-- Extract --
1

I am working on Elastic Stack with Mysql. everything is working fine like logstash taking data from mysql database and sending it to elasticsearch and when new entries entered in mysql data then to update elasticsearch automatically i am using parameter: Schedule but in this case logstash is checking continuously for new data from it's terminal that is my main concern.

input {

  jdbc { 
    jdbc_connection_string => "jdbc:mysql://localhost:3306/testdb"
    # The user we wish to execute our statement as
    jdbc_user => "root"
    jdbc_password => ""
    # The path to our downloaded jdbc driver
    jdbc_driver_library => "/home/Downloads/mysql-connector-java-5.1.38.jar"
    jdbc_driver_class => "com.mysql.jdbc.Driver"
    #run logstash at an interval of on minute
    schedule => "*/15 * * * *"
    use_column_value => true
    tracking_column => 'EVENT_TIME_OCCURRENCE_FIELD'
    # our query
    statement => "SELECT * FROM brainplay WHERE EVENT_TIME_OCCURRENCE_FIELD > :sql_last_value"

-- Excerpted data --

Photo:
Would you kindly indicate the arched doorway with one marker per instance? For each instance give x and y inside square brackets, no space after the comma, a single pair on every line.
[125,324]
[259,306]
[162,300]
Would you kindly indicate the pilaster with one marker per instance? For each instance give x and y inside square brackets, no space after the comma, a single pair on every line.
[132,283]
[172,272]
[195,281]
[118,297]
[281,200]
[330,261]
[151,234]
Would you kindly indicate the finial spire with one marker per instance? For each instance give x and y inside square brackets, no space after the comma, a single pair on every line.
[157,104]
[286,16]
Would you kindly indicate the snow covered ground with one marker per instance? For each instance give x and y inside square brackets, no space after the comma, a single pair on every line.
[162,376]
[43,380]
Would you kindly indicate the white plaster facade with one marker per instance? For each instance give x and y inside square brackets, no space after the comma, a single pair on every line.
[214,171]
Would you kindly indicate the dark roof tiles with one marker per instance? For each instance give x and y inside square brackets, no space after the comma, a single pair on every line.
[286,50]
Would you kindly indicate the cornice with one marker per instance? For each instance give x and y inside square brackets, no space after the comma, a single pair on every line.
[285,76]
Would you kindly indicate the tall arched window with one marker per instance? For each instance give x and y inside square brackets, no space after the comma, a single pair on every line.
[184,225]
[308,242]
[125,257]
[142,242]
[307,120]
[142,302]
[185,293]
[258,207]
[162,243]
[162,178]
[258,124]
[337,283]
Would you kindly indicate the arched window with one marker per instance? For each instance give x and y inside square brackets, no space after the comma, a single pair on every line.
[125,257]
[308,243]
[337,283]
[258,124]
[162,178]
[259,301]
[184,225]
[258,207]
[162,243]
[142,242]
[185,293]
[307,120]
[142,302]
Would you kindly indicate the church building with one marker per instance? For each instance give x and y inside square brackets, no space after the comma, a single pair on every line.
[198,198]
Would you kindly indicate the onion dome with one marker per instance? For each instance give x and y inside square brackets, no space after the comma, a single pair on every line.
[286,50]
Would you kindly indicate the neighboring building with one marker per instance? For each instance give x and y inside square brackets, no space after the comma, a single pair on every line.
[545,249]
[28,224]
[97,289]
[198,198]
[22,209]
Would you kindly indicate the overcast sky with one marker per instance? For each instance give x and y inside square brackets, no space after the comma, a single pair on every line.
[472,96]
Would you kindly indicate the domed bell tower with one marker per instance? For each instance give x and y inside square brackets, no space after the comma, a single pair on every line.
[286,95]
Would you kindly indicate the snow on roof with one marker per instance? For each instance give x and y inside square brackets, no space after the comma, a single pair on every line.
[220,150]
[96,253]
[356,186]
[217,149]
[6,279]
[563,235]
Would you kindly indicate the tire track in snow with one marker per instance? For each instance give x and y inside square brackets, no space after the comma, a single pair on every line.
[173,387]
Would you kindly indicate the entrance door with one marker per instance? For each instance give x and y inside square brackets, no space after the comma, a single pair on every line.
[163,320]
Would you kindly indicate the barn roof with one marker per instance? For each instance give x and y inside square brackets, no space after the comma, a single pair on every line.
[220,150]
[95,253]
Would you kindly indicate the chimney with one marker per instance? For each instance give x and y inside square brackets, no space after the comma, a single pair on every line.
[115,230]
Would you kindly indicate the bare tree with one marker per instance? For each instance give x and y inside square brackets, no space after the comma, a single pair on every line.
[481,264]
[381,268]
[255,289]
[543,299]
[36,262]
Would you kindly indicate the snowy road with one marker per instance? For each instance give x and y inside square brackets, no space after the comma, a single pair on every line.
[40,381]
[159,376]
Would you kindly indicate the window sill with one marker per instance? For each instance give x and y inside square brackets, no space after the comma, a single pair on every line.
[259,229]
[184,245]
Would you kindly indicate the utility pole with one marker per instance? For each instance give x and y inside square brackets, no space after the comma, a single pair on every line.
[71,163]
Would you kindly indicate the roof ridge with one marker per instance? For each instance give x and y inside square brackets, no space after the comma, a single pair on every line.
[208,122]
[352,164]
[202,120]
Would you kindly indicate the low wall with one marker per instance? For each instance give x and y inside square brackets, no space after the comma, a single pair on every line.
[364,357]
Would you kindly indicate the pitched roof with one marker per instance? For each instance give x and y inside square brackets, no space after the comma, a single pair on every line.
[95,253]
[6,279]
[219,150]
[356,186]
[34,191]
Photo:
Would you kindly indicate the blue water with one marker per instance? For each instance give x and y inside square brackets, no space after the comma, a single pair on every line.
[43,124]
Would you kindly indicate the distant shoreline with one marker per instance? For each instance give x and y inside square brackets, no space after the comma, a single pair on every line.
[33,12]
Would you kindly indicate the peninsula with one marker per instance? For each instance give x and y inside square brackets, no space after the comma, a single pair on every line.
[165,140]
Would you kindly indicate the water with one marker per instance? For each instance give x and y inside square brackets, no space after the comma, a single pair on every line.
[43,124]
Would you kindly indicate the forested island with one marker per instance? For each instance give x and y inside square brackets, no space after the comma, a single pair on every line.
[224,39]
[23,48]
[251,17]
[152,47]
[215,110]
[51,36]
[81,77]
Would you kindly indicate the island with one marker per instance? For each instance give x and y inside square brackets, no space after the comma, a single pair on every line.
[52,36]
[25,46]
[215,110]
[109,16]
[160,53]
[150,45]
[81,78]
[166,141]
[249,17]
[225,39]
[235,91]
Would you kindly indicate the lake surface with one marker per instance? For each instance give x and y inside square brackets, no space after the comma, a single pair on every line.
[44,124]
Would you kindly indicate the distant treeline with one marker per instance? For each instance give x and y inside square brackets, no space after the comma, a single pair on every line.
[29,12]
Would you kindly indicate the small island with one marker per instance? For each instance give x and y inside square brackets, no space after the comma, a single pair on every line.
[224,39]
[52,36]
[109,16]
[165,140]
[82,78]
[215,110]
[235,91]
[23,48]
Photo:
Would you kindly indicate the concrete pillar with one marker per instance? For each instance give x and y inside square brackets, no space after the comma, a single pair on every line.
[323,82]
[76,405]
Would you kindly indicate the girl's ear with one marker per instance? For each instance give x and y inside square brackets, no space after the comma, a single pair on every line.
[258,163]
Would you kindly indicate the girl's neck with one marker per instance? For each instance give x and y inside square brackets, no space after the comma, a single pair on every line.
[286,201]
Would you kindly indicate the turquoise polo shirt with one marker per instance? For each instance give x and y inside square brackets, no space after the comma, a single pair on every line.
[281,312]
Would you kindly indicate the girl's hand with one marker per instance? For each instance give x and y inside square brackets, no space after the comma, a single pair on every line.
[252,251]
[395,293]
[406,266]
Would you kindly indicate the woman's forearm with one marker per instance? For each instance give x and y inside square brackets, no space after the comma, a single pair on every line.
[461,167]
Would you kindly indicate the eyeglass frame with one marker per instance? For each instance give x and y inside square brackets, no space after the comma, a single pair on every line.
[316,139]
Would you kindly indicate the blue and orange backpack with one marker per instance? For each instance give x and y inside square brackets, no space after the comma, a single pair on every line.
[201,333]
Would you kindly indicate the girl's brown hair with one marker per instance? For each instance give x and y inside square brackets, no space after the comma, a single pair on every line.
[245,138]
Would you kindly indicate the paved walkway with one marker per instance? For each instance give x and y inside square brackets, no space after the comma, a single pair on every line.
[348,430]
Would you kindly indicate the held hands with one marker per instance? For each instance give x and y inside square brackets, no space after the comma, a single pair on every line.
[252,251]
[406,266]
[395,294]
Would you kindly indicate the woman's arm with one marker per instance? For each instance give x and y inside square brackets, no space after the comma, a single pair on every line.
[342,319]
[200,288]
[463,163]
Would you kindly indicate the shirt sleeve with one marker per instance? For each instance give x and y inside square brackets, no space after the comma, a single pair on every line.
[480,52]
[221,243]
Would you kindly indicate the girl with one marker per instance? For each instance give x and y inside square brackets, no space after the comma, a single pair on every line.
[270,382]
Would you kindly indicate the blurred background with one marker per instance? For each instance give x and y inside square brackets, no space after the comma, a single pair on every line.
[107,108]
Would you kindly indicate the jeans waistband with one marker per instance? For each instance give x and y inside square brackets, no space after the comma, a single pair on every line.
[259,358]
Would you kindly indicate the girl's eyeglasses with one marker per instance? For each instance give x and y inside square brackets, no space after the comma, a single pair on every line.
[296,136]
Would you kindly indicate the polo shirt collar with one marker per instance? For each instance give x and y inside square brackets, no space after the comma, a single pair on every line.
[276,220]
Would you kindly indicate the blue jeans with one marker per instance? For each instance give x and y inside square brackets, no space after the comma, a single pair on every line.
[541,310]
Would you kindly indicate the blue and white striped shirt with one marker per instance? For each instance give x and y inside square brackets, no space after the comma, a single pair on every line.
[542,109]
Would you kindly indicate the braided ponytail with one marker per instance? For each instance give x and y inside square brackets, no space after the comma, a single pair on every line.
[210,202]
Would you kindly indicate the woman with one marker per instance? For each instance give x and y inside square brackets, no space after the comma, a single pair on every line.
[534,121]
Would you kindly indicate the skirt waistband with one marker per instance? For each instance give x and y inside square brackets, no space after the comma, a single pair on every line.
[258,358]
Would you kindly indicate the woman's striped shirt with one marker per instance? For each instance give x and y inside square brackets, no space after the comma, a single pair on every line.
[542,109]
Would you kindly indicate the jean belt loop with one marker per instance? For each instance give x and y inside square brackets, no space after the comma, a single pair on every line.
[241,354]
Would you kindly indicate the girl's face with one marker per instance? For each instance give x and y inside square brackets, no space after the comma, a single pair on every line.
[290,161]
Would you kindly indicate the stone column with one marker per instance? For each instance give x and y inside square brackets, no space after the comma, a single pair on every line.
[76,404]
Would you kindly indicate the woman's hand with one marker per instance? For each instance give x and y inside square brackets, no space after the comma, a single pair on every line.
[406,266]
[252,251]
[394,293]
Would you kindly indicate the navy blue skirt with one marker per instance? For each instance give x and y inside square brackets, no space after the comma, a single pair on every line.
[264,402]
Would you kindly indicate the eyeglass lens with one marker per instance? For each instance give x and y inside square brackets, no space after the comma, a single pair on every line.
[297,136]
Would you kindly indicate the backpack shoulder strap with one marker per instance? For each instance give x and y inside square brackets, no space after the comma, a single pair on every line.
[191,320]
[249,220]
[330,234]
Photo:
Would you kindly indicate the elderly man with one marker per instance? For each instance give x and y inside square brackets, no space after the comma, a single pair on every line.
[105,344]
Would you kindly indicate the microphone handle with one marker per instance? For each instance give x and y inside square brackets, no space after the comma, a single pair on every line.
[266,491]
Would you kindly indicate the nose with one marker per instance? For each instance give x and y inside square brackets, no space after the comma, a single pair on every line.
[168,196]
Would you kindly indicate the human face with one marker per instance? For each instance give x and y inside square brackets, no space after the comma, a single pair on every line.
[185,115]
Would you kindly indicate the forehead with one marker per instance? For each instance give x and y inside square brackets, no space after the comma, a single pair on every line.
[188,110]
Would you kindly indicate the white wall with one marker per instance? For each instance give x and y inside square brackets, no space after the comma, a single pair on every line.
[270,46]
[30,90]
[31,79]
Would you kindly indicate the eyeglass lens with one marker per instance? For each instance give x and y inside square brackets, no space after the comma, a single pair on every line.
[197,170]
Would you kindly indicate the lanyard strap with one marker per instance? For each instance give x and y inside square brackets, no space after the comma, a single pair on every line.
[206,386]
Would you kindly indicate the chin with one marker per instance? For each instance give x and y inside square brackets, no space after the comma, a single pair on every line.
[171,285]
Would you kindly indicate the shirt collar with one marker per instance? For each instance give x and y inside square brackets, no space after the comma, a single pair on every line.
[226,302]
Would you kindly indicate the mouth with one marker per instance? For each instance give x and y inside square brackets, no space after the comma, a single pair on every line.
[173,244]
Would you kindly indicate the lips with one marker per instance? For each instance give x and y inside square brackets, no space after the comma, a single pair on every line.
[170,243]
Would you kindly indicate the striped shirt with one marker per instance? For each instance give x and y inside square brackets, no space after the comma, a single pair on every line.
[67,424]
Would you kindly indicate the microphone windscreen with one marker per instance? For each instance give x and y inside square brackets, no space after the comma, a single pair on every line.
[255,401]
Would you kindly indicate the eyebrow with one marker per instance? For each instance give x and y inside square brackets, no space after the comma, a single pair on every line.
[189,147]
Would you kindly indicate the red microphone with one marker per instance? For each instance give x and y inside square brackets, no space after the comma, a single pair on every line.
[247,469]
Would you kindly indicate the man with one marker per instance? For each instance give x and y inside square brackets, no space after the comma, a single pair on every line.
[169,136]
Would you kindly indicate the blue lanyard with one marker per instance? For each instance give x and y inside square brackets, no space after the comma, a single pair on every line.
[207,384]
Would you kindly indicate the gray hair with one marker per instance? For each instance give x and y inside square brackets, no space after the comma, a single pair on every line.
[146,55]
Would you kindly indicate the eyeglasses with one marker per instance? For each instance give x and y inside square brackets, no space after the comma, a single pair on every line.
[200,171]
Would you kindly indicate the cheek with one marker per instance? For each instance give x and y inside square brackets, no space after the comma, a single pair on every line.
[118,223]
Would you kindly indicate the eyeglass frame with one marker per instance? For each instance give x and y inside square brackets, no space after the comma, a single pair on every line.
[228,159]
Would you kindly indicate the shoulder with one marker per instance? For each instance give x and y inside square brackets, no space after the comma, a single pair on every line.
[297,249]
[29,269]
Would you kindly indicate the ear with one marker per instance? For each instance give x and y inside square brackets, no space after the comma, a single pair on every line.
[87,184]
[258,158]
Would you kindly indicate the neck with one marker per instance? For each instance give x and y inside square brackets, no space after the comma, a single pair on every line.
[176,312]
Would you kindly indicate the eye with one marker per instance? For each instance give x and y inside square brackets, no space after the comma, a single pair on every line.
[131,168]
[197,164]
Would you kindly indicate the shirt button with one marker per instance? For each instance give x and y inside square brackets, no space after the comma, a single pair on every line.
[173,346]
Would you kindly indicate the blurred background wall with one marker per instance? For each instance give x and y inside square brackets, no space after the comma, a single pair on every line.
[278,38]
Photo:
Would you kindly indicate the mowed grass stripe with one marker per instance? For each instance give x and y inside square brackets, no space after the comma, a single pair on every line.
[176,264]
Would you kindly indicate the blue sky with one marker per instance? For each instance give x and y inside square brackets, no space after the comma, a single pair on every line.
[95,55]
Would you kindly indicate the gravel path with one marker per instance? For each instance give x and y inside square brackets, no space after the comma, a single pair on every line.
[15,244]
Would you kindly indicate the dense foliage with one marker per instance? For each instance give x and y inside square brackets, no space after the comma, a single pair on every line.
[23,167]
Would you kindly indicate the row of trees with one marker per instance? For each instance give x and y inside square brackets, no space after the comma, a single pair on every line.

-- Given instruction 1 --
Quote the Logstash post starting with "I am working" and going on through "my main concern.".
-- Given instruction 2 --
In the Logstash post, which table does the query statement select from?
The entries above were taken from a different source.

-- Solution 1 --
I am working on Elastic Stack with Mysql. everything is working fine like logstash taking data from mysql database and sending it to elasticsearch and when new entries entered in mysql data then to update elasticsearch automatically i am using parameter: Schedule but in this case logstash is checking continuously for new data from it's terminal that is my main concern.

-- Solution 2 --
brainplay